▸ **Records from a point labeling set**:

========

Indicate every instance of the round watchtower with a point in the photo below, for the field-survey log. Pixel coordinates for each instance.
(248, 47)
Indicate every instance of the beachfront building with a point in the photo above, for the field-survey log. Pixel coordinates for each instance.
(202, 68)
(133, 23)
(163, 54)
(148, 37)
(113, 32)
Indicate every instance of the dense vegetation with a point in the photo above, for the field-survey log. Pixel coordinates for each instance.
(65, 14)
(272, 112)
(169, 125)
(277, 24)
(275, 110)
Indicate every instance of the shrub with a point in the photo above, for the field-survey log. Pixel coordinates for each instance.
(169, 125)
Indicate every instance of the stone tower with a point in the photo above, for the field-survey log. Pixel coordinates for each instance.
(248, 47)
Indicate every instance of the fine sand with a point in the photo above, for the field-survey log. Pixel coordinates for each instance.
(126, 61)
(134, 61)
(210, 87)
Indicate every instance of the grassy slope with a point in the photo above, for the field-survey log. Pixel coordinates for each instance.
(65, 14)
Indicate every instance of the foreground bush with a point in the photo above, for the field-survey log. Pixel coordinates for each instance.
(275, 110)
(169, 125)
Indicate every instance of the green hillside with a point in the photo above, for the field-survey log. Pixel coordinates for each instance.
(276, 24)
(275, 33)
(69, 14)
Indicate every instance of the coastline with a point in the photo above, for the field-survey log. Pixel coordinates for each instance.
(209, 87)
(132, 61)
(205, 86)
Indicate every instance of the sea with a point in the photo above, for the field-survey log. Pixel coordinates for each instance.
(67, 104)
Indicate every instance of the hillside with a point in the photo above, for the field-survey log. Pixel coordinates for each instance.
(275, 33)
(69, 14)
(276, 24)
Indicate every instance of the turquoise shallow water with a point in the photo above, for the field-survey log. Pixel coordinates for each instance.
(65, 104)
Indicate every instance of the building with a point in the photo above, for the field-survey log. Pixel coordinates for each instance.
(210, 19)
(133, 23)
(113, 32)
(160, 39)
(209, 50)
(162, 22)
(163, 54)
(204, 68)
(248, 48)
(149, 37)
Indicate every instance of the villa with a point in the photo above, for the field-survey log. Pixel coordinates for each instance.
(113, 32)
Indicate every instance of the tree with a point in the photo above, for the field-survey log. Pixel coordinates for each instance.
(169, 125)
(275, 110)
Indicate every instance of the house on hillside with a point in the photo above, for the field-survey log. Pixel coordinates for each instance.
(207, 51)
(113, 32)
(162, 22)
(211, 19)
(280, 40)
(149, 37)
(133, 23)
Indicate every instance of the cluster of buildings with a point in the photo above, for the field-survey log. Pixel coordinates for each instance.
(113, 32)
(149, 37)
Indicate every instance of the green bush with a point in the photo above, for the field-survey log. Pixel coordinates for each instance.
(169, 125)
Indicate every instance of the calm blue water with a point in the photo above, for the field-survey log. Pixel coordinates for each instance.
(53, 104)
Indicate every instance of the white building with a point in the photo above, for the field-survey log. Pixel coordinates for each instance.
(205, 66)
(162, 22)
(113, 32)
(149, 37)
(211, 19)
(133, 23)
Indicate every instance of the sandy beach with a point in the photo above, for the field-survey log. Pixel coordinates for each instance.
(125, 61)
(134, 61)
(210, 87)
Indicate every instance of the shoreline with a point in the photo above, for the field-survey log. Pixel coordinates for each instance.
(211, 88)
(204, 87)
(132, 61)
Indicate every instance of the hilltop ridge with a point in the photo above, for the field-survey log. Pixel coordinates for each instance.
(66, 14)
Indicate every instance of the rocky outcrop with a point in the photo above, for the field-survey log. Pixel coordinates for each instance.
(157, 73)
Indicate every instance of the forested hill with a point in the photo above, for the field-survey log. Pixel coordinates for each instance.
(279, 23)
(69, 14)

========

▸ **What to produce**: Could you rewrite the rows above, starting with the line with "Indicate every instance of the cluster" and going on through the last row, with every request kept as it is and each pixel coordinate in the answers shifted by adding 58 to both the x and y values?

▸ **The response**:
Indicate every instance of the cluster of buildings with a point in the photo above, for the field-survey log. Pixel coordinates for each instance.
(171, 90)
(207, 95)
Indicate every instance of the green bush with a point in the photo above, for the field-survey log. Pixel coordinates for each instance.
(227, 183)
Indicate every instance of the calm blue water with a point in the photo above, for the field-survey log. Pixel coordinates for each instance.
(111, 162)
Indicate every instance of the white building with a point in the photo above, for the field-survey log. Pixel coordinates for each instance.
(263, 124)
(220, 80)
(171, 90)
(207, 95)
(269, 77)
(191, 81)
Indicate every instance of the sandy beach with a point in the photo above, for the field-survey log. Pixel coordinates for each instance.
(183, 119)
(192, 119)
(268, 145)
Indicate every instance of the shoreline with a point in the photo above, for the field-survey log. Pixel coordinates for each instance.
(269, 146)
(262, 145)
(190, 119)
Indicate every instance of the hilltop ridge with a point in the photo above, for the field-survey log. Pixel coordinates for each instance.
(124, 72)
Indicate every instance of the rocky outcrop with a point in the photo above, for the field-survey log. Pixel coordinates for each instance.
(215, 131)
Indicate every instance of the forested hill with a point in the photo above, for the field-survey log. Pixel coordinates for each instance.
(337, 81)
(127, 72)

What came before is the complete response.